__COMPLETE THE FOLLOWING__.
a) In the excerpt on Moderna's antibody data, what was the overall vaccine efficacy for the period from day 57 to day 100?
b) Update the excerpt on Moderna's antibody data: begin at the words "Moderna found that" and stop after "against older variants.", writing "neutralizing antibody titers" in place of "neutralizing antibody levels" each time it appears.

__EXCERPTED TEXT__.
++++++
Moderna found that when they correlated vaccine efficacy with neutralizing antibody levels calibrated to the WHO international standards, their result was very similar to AstraZeneca's result. That is, if you have a population of people who got AZ and another that got Moderna and the two populations are matched to have the same neutralizing antibody levels, the vaccine efficacy would be about the same for the two groups, even though the two vaccines are different in design and overall efficacy. This is good news for those who are hoping to test other vaccines without huge trials. The bad news for those people is that these trials were done long before the delta variant came along, and so they are only telling us how well a certain level of antibodies protects against older variants.
Moderna separated the trial participants into those with low, medium, and high levels of antibodies, and they give antibody levels in WHO international units. I am converting the international units into the Roche/labcorp units for ease of comparison with your own test if you've done one.
Remember, these are antibody levels at day 57, so they are higher than what you are used to seeing if you are testing months later than that. The vaccine efficacies given here are from day 57 to day 100. Overall vaccine efficacy for this time frame is 92.3%.
IgG antibodies to whole spike -- vaccine efficacy for group
Low: <1685 -- 88.3%
Medium: 1685 to 2923 -- 93.8%
High: >2923 -- 96.4%
IgG antibodies to receptor-binding domain (RBD) of spike -- vaccine efficacy for group
Low: <2546 -- 88.5%
Medium: 2546 to 4423 -- 94.3%
High: >4423 -- 96.0%
For all of the antibody measures, those with levels in the top 10% were about 10 times less likely to get covid as compared to the poorest responders (with antibody levels equivalent to 7.7 or lower on the Roche scale).
++++++
__DATA LISTING__.
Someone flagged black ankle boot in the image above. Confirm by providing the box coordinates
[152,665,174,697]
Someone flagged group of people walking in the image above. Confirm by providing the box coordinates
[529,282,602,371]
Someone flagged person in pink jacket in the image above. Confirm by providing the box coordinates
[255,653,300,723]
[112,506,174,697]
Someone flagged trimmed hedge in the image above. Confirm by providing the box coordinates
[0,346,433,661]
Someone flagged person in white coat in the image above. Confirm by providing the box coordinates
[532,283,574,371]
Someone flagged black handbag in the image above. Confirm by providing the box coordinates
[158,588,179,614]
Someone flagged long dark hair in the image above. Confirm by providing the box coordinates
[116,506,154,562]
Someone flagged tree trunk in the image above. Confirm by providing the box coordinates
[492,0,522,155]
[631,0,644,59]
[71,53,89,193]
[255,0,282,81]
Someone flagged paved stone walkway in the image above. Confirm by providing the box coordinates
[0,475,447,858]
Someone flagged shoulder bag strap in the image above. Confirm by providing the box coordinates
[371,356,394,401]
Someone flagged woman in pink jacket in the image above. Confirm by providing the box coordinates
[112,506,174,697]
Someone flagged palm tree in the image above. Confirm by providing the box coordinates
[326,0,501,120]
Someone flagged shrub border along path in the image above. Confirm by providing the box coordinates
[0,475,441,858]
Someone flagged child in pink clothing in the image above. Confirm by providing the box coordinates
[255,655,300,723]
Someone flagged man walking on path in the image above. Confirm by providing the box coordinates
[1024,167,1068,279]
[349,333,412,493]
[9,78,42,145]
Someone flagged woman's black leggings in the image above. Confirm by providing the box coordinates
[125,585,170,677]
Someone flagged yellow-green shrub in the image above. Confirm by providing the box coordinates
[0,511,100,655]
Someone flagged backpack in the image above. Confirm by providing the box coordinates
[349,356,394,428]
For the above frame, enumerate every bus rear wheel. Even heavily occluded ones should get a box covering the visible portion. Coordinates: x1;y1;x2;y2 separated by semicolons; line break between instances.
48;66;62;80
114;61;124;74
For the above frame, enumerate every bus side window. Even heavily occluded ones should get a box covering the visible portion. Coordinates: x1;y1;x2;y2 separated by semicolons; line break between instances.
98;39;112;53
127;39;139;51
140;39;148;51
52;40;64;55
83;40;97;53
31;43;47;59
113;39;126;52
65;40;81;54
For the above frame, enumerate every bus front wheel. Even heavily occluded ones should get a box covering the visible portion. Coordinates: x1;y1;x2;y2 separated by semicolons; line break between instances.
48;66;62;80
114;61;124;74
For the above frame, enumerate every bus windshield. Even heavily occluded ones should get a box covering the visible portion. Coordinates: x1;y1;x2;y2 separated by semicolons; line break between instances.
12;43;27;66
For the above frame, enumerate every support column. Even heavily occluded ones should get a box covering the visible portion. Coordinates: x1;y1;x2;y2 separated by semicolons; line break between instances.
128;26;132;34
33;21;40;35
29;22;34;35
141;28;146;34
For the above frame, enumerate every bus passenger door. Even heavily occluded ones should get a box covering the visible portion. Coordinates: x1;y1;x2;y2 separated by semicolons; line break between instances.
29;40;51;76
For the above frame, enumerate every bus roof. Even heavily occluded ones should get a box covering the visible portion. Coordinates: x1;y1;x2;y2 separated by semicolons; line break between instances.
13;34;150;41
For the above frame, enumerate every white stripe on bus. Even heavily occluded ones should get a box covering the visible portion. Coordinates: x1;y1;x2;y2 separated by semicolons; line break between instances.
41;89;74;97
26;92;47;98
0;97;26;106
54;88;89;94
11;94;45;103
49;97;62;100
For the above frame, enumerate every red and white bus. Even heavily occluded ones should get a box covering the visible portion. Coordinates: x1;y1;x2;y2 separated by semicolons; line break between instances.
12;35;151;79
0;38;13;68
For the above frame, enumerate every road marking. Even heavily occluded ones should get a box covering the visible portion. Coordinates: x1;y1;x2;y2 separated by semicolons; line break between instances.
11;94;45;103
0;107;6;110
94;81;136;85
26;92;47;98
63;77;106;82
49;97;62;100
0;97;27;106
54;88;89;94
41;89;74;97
++++++
__ANSWERS TO EACH TASK__.
a) 92.3%

b)
Moderna found that when they correlated vaccine efficacy with neutralizing antibody titers calibrated to the WHO international standards, their result was very similar to AstraZeneca's result. That is, if you have a population of people who got AZ and another that got Moderna and the two populations are matched to have the same neutralizing antibody titers, the vaccine efficacy would be about the same for the two groups, even though the two vaccines are different in design and overall efficacy. This is good news for those who are hoping to test other vaccines without huge trials. The bad news for those people is that these trials were done long before the delta variant came along, and so they are only telling us how well a certain level of antibodies protects against older variants.